• [Task item]: Bring together every line in the data that includes "with".

========

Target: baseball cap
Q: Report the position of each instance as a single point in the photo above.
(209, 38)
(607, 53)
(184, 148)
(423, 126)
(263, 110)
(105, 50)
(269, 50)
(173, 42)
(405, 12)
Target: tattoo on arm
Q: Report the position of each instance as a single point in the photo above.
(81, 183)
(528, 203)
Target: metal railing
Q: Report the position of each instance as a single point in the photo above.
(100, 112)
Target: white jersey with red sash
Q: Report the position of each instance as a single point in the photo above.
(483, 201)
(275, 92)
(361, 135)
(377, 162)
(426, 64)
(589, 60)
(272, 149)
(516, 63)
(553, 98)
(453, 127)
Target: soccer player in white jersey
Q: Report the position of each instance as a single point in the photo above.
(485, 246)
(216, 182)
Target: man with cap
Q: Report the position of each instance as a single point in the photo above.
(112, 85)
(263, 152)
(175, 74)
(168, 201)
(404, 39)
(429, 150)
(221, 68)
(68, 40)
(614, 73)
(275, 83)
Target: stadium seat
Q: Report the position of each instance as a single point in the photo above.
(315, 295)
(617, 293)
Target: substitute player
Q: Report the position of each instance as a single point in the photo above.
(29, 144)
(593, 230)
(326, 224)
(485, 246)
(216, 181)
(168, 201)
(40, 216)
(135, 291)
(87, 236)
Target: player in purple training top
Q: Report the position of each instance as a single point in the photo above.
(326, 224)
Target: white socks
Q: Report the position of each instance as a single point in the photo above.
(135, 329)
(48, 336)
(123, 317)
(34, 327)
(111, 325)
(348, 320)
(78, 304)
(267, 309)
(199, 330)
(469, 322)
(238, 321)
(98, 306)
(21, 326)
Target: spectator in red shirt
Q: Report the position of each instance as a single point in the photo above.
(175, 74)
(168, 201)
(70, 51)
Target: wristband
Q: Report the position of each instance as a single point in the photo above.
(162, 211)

========

• [The completed task]:
Target: white jersey with red sash
Target: man with cap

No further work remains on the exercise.